Reproduce every one of the following entries word for word, with no changes.

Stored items
+++

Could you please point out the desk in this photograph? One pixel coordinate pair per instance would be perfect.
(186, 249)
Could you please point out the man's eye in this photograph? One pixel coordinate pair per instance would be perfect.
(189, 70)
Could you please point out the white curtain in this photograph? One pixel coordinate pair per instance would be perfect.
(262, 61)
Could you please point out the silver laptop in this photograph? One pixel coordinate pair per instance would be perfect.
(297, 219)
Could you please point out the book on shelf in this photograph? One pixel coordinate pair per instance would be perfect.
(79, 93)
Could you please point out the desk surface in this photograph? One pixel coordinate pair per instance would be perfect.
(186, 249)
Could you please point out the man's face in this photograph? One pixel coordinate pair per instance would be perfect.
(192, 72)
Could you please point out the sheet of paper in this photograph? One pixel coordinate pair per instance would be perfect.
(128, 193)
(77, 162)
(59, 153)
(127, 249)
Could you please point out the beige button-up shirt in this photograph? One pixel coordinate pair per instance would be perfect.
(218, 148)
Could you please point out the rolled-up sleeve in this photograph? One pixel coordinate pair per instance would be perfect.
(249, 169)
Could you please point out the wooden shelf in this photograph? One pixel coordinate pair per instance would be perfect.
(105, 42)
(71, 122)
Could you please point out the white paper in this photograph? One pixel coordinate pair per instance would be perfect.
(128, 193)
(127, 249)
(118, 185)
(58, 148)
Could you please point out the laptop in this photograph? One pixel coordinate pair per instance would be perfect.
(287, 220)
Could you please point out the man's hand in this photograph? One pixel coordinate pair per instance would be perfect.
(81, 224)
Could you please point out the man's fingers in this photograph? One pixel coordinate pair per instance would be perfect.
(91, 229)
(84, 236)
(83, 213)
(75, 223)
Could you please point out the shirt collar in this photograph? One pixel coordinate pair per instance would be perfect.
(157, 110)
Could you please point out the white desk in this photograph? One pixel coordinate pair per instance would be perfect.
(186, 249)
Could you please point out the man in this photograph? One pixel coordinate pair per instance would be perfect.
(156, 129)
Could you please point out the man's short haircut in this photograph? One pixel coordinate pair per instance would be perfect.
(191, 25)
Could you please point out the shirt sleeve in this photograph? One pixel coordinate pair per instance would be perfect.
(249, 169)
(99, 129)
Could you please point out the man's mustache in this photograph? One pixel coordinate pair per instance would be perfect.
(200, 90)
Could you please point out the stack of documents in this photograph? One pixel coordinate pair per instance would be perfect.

+++

(Correct result)
Could you please point out the desk in this photograph? One pixel coordinate pair per instance would be perfect.
(186, 249)
Could you please point out the man's eye in this photograph? One pixel coordinate pair per instance would be perfect.
(189, 70)
Could you please point out the white curtain in this photograph? One pixel coordinate pair per instance would be perfect.
(262, 61)
Could you please point out the silver laptop in this photograph? One pixel coordinate pair per instance would be perfect.
(297, 219)
Could you please point out the book on shelf in this photograph? One pixel coordinate pair per instance would be perfect.
(79, 93)
Could you please point out the desk surface in this photograph? One pixel coordinate pair per instance would be perfect.
(186, 249)
Could you please point out the man's face in this photograph? One pixel coordinate pair per instance would be perfect.
(192, 72)
Could you please point out the sheet of paper in this photograph? One pixel coordinate pair per instance would be perfect.
(128, 193)
(77, 162)
(59, 153)
(127, 249)
Could you please point out the beige button-up shirt in this photograph? One pixel coordinate pair per instance would be perfect.
(218, 148)
Could you please point out the rolled-up sleeve in this photograph? One pixel coordinate pair per instance would be perfect.
(249, 169)
Could you please point out the wooden shelf in this photograph? One pixel coordinate pair per instance would be perfect.
(105, 42)
(71, 122)
Could you please point out the white paper in this photograph? One pixel coordinate pair per instance would be perfect.
(128, 193)
(127, 249)
(118, 185)
(58, 148)
Could you please point out the laptop in this photograph? One pixel coordinate pair per instance would be perfect.
(287, 220)
Could you please point out the man's hand in this photograph? One pixel coordinate pair per instance would be perfect.
(81, 224)
Could you please point out the man's fingers in this photograph? One pixel coordinate pair per instance would be perfect.
(91, 229)
(84, 236)
(83, 213)
(75, 223)
Could you please point out the shirt collar in this photograph? One pixel coordinate pair per instance would be perfect.
(157, 110)
Could you please point out the white desk in this photograph? One pixel coordinate pair per instance would be perfect.
(186, 249)
Could you please point out the man in this photograph? One pixel coordinate pair per instance would be perfect.
(156, 129)
Could you please point out the man's short haircut in this photograph? One pixel coordinate pair per instance would be perfect.
(191, 25)
Could you please point out the shirt sleeve in this photograph? One pixel coordinate pair per instance would be perfect.
(249, 169)
(99, 129)
Could you please point out the man's mustache in this photograph? One pixel coordinate pair per instance would be perfect.
(200, 90)
Could you please point out the stack of documents in this photograph? One pixel coordinate pair per instance would be perfect.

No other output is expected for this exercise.